PASSAGE FOR REVIEW:

It’s a great story, one of the most famous post-resurrection encounters in the New Testament. One Easter I was researching it for a sermon, however, when, like the disciples recognizing Jesus in the breaking of the bread, I came across some details that helped me recognize someone in the story I'd never seen before.
 
You see: every illustration of the road to Emmaus I’ve ever seen has always been roughly the same. Two men are seen, walking along an idyllic country road, with a mysterious stranger (usually in white) walking between them. I’ve sprinkled a few samples throughout this post to help you imagine it.

The details may vary somewhat from picture to picture, but, in addition to the presence of the mysterious stranger, there’s one detail they all share in common. The two disciples are always both depicted as being male. I’ve never seen a painting of the Emmaus Road Encounter that bucks this trend: a mysterious Jesus walking along the road with two men.

Now, this post is primarily an exegetical reflection, not an advocacy piece, but let me humbly point out that there is nothing in the text that would require both disciples to be male, and there are, actually, strong exegetical reasons to suspect that one of the two was, in fact, female.

Certainly, one of them is quite clearly male. We’re told he’s named Cleopas, and he seems to be doing most of the talking. The other disciple remains unnamed throughout the encounter, and, though he or she may have spoken at some point, the narrative uses a plural verb, “they said,” to describe it; that is to say, it only describes the second disciple speaking with Cleopas together, so we don't have any specific personal pronouns we can use to determine his or her gender.

STUDY QUESTIONS:
A. In the Emmaus passage, what name is given to the disciple who does most of the talking?
B. Sum up the Emmaus passage in two sentences.
C. From the Emmaus passage, quote the part that opens with the words containing "Now, this post" and closes with "or her gender.".

DATASET CONTENT:

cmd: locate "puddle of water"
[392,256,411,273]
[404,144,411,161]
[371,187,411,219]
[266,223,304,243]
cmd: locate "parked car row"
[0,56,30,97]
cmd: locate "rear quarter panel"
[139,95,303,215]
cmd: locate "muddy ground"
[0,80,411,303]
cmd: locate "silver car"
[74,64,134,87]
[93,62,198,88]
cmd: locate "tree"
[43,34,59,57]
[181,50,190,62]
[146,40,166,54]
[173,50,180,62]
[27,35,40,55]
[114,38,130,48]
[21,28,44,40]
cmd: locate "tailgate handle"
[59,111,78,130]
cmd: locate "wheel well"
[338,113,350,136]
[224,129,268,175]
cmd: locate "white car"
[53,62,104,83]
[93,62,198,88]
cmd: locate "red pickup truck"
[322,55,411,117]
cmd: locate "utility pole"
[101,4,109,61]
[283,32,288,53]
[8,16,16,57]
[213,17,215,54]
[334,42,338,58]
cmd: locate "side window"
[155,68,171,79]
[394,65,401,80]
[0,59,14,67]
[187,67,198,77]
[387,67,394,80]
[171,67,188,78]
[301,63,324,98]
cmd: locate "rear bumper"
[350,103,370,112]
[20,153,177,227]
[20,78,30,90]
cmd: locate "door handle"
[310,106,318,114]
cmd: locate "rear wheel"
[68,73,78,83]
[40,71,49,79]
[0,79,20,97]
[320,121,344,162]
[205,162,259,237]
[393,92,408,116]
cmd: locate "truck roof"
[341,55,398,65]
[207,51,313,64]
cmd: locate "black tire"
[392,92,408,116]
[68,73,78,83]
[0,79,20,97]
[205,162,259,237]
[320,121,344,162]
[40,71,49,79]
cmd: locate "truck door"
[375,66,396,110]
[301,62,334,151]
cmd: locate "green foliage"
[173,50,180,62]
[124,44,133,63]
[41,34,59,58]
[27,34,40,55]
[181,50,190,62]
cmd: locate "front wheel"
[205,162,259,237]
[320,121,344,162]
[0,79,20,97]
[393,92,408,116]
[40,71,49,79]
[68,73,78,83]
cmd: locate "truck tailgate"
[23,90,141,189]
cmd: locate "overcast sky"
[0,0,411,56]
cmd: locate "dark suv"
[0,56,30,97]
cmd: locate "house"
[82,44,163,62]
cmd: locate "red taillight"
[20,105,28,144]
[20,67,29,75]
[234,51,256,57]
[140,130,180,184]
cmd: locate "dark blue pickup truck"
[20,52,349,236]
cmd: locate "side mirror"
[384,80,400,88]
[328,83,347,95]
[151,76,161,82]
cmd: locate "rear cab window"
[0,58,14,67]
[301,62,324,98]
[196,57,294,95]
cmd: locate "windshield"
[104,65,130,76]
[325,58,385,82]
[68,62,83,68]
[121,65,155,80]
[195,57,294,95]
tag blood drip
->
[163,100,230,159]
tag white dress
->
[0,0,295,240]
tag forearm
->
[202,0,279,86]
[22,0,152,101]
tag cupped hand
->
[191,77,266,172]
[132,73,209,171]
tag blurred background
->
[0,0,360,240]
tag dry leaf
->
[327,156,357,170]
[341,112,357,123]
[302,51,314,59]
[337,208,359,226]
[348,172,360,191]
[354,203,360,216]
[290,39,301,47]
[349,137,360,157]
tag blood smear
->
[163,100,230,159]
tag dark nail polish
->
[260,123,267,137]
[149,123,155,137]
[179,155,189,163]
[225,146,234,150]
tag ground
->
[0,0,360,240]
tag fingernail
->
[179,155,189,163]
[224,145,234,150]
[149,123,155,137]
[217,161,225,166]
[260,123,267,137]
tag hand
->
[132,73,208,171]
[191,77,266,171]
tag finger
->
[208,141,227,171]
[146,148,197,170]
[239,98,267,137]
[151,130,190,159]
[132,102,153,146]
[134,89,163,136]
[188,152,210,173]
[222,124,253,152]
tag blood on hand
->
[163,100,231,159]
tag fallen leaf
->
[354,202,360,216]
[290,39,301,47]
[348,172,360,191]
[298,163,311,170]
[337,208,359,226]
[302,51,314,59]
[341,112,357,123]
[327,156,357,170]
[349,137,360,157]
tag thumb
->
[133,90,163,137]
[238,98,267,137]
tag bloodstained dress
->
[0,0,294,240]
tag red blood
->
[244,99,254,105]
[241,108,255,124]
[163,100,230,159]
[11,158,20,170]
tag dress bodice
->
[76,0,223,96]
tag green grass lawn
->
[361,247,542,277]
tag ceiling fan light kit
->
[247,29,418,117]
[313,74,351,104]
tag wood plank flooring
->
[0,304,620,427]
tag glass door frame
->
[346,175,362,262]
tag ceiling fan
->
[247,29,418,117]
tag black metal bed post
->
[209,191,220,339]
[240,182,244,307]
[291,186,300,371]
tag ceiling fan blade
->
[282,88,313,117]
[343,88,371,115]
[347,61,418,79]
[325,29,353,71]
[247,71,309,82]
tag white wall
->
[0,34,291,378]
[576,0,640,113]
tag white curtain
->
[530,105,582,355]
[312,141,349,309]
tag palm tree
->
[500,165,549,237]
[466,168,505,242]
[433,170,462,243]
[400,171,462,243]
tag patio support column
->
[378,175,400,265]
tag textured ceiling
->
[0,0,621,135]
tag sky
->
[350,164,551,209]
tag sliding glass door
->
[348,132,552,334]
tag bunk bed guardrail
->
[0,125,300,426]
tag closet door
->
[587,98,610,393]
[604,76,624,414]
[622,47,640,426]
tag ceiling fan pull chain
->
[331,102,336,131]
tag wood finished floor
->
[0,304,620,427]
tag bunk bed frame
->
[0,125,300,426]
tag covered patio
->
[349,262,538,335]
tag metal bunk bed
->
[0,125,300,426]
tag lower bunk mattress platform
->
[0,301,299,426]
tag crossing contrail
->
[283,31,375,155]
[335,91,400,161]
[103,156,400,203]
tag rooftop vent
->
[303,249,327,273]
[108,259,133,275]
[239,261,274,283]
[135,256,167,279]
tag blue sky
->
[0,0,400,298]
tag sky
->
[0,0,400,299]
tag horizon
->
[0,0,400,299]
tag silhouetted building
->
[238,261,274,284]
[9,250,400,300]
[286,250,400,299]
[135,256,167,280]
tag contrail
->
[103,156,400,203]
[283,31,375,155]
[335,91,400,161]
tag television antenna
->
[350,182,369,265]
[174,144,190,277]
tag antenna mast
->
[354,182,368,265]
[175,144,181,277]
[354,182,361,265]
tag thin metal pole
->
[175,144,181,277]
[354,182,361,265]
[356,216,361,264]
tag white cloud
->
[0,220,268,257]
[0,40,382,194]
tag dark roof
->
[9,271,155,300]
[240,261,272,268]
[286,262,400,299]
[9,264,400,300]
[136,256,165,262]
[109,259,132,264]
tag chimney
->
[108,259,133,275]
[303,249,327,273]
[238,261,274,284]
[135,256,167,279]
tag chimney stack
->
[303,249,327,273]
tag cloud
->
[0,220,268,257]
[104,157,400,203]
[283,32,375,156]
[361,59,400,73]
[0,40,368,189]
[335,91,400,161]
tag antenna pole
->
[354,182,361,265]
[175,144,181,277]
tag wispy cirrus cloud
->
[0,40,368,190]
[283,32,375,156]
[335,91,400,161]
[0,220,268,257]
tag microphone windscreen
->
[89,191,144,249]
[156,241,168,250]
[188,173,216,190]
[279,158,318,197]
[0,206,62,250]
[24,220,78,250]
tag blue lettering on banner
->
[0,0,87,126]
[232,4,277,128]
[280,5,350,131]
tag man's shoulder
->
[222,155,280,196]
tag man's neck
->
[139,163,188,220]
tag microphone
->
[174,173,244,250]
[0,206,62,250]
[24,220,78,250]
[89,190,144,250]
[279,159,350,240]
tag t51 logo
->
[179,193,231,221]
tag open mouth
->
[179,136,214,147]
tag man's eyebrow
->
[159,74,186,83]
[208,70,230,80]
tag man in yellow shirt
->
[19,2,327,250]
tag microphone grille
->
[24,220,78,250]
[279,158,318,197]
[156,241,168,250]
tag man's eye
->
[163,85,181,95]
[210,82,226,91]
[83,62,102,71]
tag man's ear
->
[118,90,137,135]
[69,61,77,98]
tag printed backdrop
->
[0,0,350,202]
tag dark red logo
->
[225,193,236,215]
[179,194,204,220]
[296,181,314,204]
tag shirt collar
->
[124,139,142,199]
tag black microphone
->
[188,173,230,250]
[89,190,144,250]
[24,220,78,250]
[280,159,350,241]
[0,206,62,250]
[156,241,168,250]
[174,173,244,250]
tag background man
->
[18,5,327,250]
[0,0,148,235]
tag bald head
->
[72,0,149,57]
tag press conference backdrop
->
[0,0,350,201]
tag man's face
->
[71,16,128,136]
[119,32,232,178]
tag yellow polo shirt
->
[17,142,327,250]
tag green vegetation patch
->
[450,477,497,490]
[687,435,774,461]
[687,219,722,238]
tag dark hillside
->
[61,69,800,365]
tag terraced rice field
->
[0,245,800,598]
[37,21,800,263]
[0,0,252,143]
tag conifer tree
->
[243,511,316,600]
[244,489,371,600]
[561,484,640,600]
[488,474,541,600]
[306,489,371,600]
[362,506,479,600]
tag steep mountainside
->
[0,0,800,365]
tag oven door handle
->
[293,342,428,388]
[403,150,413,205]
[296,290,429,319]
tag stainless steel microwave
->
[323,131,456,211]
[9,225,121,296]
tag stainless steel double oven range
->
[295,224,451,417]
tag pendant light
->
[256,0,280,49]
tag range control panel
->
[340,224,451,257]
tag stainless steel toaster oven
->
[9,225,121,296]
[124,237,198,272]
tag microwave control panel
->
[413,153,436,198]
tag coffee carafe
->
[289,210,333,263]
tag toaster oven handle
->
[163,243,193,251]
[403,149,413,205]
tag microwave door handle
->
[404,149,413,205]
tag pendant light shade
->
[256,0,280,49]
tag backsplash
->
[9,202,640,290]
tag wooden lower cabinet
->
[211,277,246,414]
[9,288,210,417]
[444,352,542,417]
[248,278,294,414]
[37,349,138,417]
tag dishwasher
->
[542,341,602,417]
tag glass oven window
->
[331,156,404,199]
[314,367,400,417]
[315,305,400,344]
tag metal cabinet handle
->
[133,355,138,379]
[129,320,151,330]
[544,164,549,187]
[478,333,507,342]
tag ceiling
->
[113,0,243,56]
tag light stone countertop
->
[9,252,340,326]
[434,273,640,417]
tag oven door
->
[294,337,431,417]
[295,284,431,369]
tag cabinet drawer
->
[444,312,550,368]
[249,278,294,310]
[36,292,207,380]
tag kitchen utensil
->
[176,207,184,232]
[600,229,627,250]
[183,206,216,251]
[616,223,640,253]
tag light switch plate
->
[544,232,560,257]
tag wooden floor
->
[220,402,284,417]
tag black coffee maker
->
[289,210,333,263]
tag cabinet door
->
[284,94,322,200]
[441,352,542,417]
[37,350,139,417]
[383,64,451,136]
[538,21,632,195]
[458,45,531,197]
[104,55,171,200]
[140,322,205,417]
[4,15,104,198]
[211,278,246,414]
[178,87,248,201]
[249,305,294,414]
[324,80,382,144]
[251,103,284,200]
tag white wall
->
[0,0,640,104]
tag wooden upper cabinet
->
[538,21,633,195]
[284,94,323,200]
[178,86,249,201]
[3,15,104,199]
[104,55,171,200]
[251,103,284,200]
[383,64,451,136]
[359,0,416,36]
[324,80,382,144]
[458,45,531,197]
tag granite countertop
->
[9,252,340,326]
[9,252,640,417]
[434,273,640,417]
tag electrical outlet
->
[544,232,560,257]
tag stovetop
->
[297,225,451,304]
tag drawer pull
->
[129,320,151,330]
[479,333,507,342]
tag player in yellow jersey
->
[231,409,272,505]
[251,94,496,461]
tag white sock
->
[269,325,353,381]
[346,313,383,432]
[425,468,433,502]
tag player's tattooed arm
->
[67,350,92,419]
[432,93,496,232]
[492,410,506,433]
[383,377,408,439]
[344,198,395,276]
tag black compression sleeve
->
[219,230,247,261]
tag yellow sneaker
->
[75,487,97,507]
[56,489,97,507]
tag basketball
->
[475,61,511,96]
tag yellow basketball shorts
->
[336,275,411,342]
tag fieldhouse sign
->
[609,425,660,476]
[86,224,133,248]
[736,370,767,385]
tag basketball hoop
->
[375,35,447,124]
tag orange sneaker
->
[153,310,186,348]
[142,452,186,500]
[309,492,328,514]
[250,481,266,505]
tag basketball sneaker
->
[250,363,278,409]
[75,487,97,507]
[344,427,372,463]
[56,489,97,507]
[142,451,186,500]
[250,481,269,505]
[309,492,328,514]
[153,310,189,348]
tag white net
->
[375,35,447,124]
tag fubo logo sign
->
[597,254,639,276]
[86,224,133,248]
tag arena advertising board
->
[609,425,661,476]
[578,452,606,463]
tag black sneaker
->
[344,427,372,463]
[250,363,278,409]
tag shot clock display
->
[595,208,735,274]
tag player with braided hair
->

COMPLETED EXERCISE:
A. Cleopas

B. Every illustration of the road to Emmaus the writer has seen shows a mysterious Jesus walking with two disciples who are both depicted as male. The writer argues that nothing in the text requires both to be male, since only Cleopas is named and the other disciple is never identified by a personal pronoun, and there are strong exegetical reasons to suspect that this disciple was female.

C.
Now, this post is primarily an exegetical reflection, not an advocacy piece, but let me humbly point out that there is nothing in the text that would require both disciples to be male, and there are, actually, strong exegetical reasons to suspect that one of the two was, in fact, female.

Certainly, one of them is quite clearly male. We’re told he’s named Cleopas, and he seems to be doing most of the talking. The other disciple remains unnamed throughout the encounter, and, though he or she may have spoken at some point, the narrative uses a plural verb, “they said,” to describe it; that is to say, it only describes the second disciple speaking with Cleopas together, so we don't have any specific personal pronouns we can use to determine his or her gender.